**** DATA EXCERPTS ****

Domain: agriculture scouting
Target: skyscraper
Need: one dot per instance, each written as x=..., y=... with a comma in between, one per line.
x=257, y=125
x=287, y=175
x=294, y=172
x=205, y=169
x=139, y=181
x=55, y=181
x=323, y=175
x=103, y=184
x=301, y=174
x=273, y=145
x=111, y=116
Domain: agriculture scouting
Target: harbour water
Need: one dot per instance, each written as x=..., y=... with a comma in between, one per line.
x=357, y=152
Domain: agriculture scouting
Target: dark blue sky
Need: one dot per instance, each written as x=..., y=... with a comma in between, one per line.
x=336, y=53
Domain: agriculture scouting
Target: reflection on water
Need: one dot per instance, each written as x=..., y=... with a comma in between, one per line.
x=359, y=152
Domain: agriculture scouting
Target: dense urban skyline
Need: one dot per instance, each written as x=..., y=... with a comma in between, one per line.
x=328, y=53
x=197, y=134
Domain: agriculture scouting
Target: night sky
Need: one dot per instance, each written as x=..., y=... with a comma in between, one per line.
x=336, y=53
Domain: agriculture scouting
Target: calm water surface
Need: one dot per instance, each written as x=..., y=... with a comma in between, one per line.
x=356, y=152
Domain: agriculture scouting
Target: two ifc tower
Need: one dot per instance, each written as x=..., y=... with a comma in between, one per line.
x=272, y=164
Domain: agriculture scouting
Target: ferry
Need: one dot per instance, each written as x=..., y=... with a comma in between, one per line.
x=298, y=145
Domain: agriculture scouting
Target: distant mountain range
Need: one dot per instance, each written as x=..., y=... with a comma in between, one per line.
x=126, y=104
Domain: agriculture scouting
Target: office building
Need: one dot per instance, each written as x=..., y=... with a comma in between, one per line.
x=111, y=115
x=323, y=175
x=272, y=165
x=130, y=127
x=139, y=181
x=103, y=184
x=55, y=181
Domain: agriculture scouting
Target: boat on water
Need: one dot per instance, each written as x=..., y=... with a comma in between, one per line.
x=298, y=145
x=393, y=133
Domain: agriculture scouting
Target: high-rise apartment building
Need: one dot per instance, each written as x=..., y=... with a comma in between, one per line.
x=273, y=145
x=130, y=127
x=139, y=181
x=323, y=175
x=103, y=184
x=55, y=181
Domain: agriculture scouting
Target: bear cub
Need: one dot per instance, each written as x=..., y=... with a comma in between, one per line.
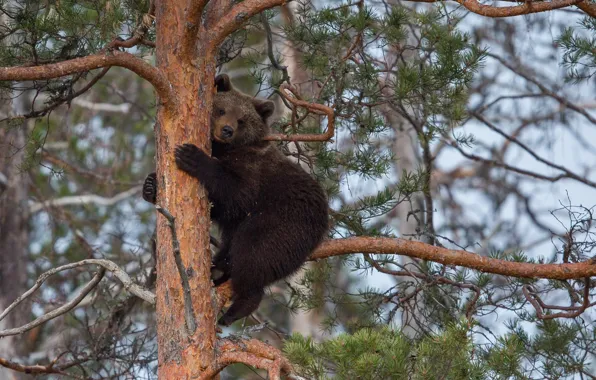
x=271, y=213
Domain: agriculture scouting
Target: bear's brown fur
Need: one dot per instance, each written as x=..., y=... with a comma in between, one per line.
x=271, y=213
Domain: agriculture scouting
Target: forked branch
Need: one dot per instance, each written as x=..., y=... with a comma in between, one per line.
x=316, y=108
x=104, y=264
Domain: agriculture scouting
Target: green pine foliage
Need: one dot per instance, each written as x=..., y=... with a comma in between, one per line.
x=384, y=353
x=578, y=45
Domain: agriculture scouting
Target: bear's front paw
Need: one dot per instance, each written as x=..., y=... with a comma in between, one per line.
x=150, y=188
x=187, y=158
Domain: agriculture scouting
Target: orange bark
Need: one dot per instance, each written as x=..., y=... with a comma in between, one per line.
x=337, y=247
x=183, y=354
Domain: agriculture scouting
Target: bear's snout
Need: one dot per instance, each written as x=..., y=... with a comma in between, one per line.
x=227, y=132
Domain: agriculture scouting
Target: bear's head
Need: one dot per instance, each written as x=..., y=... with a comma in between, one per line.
x=238, y=119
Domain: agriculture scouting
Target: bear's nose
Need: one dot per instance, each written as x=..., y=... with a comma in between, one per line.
x=227, y=132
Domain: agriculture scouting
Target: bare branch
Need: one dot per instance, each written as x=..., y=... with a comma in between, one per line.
x=526, y=8
x=587, y=7
x=237, y=16
x=77, y=65
x=189, y=314
x=105, y=264
x=35, y=369
x=572, y=311
x=77, y=200
x=251, y=352
x=58, y=311
x=446, y=256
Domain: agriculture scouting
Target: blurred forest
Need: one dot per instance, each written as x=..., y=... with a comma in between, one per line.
x=452, y=129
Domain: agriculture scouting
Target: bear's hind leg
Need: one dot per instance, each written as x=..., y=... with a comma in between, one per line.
x=244, y=304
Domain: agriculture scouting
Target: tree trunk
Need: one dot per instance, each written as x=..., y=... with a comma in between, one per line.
x=182, y=353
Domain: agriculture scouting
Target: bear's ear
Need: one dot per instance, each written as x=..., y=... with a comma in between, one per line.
x=264, y=108
x=222, y=82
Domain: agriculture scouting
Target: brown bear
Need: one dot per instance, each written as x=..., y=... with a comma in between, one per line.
x=271, y=213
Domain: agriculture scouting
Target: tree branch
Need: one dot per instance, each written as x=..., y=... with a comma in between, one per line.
x=526, y=8
x=84, y=200
x=319, y=109
x=58, y=311
x=127, y=282
x=77, y=65
x=237, y=16
x=251, y=352
x=446, y=256
x=587, y=7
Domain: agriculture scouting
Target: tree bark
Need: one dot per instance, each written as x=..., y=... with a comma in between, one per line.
x=183, y=354
x=13, y=228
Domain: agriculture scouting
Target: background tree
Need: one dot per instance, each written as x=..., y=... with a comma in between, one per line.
x=469, y=188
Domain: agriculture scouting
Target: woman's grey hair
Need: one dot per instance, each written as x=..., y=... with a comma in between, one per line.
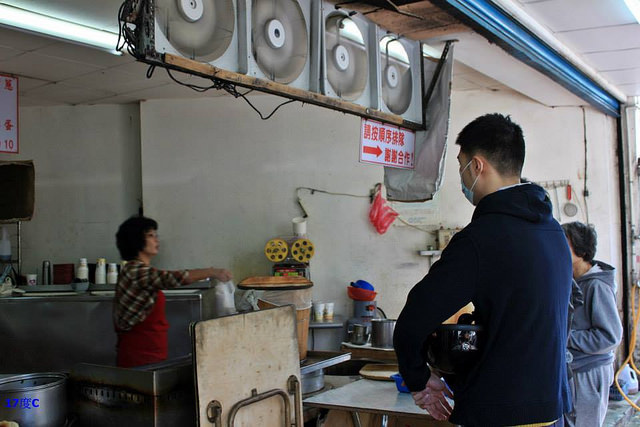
x=583, y=239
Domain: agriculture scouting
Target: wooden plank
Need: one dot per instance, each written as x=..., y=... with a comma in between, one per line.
x=207, y=70
x=274, y=282
x=370, y=353
x=235, y=355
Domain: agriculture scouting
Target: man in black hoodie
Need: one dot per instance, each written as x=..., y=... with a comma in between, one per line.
x=513, y=263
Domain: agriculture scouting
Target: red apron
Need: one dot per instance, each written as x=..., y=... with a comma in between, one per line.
x=147, y=341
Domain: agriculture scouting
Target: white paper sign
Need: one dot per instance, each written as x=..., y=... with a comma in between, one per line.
x=8, y=114
x=387, y=145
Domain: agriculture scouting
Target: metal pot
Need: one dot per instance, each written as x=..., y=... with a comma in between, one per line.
x=38, y=400
x=382, y=332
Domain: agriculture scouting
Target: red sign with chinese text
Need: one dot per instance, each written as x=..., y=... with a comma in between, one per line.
x=8, y=114
x=387, y=145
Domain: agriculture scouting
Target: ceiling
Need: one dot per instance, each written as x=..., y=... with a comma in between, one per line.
x=601, y=33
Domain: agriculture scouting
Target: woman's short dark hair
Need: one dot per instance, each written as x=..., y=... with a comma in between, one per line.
x=131, y=238
x=498, y=138
x=583, y=239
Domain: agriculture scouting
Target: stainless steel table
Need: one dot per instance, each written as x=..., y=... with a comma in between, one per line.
x=378, y=397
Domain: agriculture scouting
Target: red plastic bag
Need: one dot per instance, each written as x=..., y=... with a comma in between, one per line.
x=381, y=215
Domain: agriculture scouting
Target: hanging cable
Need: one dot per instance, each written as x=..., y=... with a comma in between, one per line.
x=368, y=196
x=585, y=191
x=635, y=314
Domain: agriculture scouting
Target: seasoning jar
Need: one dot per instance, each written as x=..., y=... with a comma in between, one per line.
x=82, y=273
x=112, y=274
x=101, y=271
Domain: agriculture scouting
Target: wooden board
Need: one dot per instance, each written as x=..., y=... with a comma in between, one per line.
x=235, y=355
x=370, y=353
x=378, y=371
x=268, y=86
x=275, y=283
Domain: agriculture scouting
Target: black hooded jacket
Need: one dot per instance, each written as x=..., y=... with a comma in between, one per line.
x=513, y=262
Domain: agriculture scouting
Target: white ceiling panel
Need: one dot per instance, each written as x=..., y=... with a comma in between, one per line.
x=84, y=54
x=602, y=39
x=631, y=89
x=64, y=94
x=621, y=77
x=44, y=67
x=566, y=15
x=7, y=53
x=114, y=81
x=26, y=84
x=614, y=60
x=100, y=14
x=22, y=41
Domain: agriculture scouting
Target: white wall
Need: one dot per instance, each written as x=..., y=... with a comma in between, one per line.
x=87, y=168
x=221, y=183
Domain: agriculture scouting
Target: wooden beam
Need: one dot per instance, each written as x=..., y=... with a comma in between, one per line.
x=208, y=71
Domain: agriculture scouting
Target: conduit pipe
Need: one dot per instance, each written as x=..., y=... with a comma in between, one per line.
x=547, y=37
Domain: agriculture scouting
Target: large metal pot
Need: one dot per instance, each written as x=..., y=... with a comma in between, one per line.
x=35, y=400
x=382, y=332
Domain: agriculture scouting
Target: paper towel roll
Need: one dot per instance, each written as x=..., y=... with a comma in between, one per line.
x=299, y=226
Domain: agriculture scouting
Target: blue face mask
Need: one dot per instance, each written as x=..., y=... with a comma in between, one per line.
x=468, y=192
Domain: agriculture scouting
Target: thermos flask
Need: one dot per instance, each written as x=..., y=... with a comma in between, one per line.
x=47, y=273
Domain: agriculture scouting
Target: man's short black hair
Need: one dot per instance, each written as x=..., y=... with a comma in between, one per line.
x=583, y=239
x=496, y=137
x=130, y=237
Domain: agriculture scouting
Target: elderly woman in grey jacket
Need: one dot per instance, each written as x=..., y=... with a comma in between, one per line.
x=596, y=329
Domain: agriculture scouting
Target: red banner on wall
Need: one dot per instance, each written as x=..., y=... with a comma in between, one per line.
x=386, y=145
x=8, y=114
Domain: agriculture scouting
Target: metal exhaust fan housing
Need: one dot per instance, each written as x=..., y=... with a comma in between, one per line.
x=400, y=76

****

WORK TO BE COMPLETED — Reproduce, without alteration, the lines of the records that begin with their first line and continue through the line containing "x=357, y=152". Include both of those lines.

COMPLETE OUTPUT —
Domain: agriculture scouting
Target: skyscraper
Need: one dot per instance, each written as x=..., y=... with a comma in between, one per line.
x=257, y=125
x=287, y=175
x=294, y=172
x=205, y=169
x=139, y=181
x=55, y=181
x=323, y=175
x=103, y=184
x=301, y=174
x=273, y=145
x=111, y=116
Domain: agriculture scouting
Target: harbour water
Need: one dot per instance, each written as x=..., y=... with a comma in between, one per line.
x=357, y=152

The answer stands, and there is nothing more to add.